• TASK REQUIREMENTS: Can you reproduce the material verbatim, starting with the line containing "Return the outline of every instance of the spruce" and going on through the line containing "M 238 141 L", both included?

* * * * * * * * *

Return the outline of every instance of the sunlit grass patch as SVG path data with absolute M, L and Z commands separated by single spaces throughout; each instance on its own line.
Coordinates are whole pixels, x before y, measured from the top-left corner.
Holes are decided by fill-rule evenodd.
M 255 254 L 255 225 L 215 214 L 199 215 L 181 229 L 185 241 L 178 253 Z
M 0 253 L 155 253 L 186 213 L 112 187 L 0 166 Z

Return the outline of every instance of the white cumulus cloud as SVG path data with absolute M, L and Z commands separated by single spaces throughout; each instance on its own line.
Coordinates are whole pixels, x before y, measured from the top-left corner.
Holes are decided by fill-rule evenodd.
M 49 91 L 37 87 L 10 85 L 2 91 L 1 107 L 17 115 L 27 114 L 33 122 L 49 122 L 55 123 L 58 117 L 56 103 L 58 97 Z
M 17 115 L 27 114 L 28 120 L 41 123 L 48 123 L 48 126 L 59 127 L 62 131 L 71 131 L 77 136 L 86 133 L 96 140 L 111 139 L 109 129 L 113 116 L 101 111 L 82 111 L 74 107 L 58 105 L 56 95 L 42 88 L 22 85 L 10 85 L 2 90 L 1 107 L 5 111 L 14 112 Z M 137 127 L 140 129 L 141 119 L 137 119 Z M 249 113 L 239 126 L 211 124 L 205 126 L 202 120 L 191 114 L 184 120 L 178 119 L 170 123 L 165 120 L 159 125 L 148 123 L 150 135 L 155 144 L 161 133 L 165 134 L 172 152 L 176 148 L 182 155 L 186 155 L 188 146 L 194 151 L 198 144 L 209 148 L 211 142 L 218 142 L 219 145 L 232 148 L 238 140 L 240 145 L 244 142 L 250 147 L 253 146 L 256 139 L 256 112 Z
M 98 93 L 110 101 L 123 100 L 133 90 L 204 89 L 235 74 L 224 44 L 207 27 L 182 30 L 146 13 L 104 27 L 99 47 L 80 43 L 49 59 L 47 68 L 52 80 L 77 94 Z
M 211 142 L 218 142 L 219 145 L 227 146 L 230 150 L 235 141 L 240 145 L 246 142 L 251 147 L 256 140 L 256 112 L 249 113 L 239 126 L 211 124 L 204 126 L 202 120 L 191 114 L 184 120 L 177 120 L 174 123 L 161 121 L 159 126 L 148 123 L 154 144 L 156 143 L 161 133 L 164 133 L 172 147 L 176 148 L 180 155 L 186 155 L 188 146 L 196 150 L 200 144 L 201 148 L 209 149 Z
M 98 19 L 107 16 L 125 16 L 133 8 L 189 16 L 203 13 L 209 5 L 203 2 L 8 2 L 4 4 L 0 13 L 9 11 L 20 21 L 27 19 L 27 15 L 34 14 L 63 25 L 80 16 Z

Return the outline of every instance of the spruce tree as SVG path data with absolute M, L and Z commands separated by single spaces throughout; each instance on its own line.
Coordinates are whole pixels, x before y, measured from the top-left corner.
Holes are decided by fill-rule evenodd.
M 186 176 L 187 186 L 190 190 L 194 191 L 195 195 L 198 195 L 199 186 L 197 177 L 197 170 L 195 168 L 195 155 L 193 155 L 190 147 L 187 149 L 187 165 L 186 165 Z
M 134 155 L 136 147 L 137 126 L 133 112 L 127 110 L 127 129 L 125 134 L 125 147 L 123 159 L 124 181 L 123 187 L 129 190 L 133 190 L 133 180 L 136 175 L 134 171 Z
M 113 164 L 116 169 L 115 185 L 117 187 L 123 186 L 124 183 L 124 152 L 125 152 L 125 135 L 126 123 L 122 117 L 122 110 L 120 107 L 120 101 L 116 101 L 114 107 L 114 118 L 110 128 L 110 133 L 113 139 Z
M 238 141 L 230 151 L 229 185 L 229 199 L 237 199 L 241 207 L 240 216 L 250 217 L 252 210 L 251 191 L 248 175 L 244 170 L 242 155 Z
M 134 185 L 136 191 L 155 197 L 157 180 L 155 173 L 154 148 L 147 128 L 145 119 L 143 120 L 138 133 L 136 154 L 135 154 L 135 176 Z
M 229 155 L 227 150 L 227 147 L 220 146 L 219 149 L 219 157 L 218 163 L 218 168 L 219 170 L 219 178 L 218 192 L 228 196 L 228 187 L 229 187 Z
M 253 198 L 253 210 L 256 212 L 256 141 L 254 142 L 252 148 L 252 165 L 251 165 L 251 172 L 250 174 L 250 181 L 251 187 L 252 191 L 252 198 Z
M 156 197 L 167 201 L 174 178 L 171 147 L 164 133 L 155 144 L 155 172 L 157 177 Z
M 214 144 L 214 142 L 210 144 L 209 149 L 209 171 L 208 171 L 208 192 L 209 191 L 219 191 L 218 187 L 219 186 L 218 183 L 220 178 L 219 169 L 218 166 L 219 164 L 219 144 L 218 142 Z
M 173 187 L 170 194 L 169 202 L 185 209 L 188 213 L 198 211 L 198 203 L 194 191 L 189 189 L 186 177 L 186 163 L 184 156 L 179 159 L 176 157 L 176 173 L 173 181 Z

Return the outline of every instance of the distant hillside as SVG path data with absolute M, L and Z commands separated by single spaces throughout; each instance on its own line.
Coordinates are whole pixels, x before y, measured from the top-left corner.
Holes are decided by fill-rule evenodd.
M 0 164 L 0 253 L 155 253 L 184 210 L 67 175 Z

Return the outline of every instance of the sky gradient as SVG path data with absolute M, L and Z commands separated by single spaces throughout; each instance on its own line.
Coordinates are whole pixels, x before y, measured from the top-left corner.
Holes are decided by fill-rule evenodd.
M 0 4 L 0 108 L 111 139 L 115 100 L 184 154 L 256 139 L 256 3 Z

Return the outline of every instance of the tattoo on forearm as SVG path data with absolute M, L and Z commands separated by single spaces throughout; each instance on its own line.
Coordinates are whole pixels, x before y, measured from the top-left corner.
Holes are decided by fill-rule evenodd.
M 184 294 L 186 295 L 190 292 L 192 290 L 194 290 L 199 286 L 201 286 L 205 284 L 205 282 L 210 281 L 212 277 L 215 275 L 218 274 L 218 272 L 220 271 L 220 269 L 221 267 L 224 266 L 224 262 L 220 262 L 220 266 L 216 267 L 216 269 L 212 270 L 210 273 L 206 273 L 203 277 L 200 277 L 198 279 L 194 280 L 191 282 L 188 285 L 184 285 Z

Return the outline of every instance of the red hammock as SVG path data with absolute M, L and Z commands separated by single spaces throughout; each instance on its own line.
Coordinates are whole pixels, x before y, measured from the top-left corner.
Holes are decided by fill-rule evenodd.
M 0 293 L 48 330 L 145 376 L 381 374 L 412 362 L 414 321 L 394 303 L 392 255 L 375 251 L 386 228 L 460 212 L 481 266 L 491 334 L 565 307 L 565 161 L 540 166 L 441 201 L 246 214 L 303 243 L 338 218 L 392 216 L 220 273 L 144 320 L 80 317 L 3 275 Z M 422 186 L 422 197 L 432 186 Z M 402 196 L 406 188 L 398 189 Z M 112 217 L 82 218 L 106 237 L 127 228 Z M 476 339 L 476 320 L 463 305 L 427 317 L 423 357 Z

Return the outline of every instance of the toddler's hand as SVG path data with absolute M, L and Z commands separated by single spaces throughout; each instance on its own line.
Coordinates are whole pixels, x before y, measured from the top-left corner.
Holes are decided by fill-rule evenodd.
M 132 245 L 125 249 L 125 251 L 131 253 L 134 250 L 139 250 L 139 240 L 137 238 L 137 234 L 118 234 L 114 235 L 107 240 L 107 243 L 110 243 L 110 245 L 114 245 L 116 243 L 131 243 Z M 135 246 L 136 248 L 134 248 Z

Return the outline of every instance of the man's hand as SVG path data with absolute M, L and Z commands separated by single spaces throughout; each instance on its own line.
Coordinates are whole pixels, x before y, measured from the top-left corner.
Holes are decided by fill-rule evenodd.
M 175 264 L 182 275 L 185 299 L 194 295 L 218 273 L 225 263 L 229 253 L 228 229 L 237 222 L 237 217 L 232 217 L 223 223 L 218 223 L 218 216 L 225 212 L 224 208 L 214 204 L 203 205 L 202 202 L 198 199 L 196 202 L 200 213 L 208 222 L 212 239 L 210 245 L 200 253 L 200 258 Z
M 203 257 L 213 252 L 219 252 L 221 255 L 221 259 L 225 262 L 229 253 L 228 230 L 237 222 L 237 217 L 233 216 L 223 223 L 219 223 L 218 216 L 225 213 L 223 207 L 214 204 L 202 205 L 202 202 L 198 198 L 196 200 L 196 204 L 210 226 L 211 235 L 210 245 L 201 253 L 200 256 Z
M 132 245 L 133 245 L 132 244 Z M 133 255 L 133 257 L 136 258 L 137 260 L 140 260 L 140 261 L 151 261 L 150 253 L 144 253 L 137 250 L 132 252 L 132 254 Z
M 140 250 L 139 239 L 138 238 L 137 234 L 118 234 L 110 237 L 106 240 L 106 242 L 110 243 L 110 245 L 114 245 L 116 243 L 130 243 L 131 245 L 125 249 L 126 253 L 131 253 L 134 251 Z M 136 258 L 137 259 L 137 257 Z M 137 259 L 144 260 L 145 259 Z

* * * * * * * * *

• ANSWER TO THIS TASK:
Return the outline of every instance of the spruce tree as SVG path data with absolute M, L and Z commands separated by single spaces throughout; each instance on its own line.
Coordinates are whole pixels, x before y, measured from the top-left corner.
Holes are decided by fill-rule evenodd.
M 186 176 L 187 186 L 190 190 L 194 191 L 195 195 L 198 195 L 199 186 L 197 177 L 197 170 L 195 168 L 195 155 L 193 155 L 190 147 L 187 149 L 187 165 L 186 165 Z
M 134 155 L 136 147 L 137 126 L 133 112 L 127 110 L 127 129 L 125 134 L 125 147 L 123 159 L 124 181 L 123 187 L 129 190 L 133 190 L 133 180 L 136 175 L 134 171 Z
M 113 164 L 116 169 L 115 185 L 117 187 L 123 186 L 124 183 L 124 152 L 125 152 L 125 135 L 126 123 L 122 117 L 122 110 L 120 107 L 120 101 L 116 101 L 114 107 L 114 118 L 110 128 L 110 133 L 113 139 Z
M 238 141 L 230 151 L 229 185 L 229 199 L 237 199 L 241 207 L 240 216 L 250 217 L 252 210 L 251 191 L 248 175 L 244 170 L 242 155 Z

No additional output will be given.